───── Source information

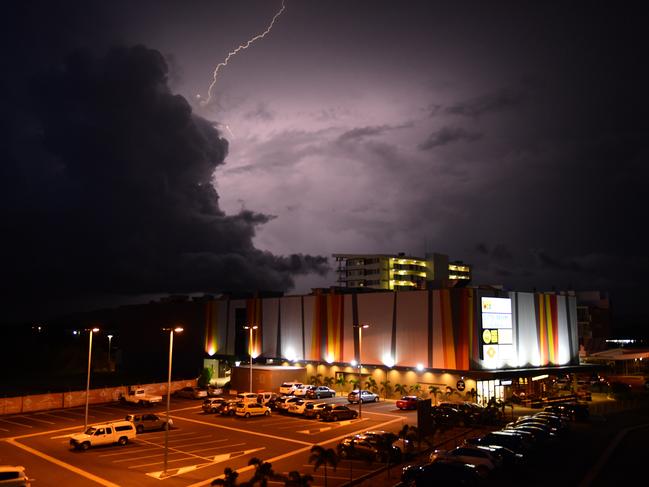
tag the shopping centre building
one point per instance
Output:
(458, 340)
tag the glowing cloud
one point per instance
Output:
(240, 48)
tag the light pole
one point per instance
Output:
(250, 328)
(93, 330)
(110, 337)
(360, 367)
(171, 331)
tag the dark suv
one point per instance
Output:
(336, 412)
(145, 422)
(369, 447)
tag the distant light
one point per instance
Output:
(388, 360)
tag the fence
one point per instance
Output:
(62, 400)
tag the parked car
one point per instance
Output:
(302, 390)
(448, 416)
(572, 411)
(214, 391)
(248, 397)
(318, 392)
(483, 460)
(146, 422)
(248, 409)
(104, 434)
(288, 388)
(368, 447)
(212, 404)
(336, 412)
(298, 407)
(407, 402)
(284, 403)
(514, 442)
(427, 474)
(228, 408)
(365, 396)
(267, 398)
(314, 409)
(191, 393)
(13, 476)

──────────

→ Exercise: Return every line in the records that includes the string "light".

→ Written reply:
tag the light pole
tag the distant light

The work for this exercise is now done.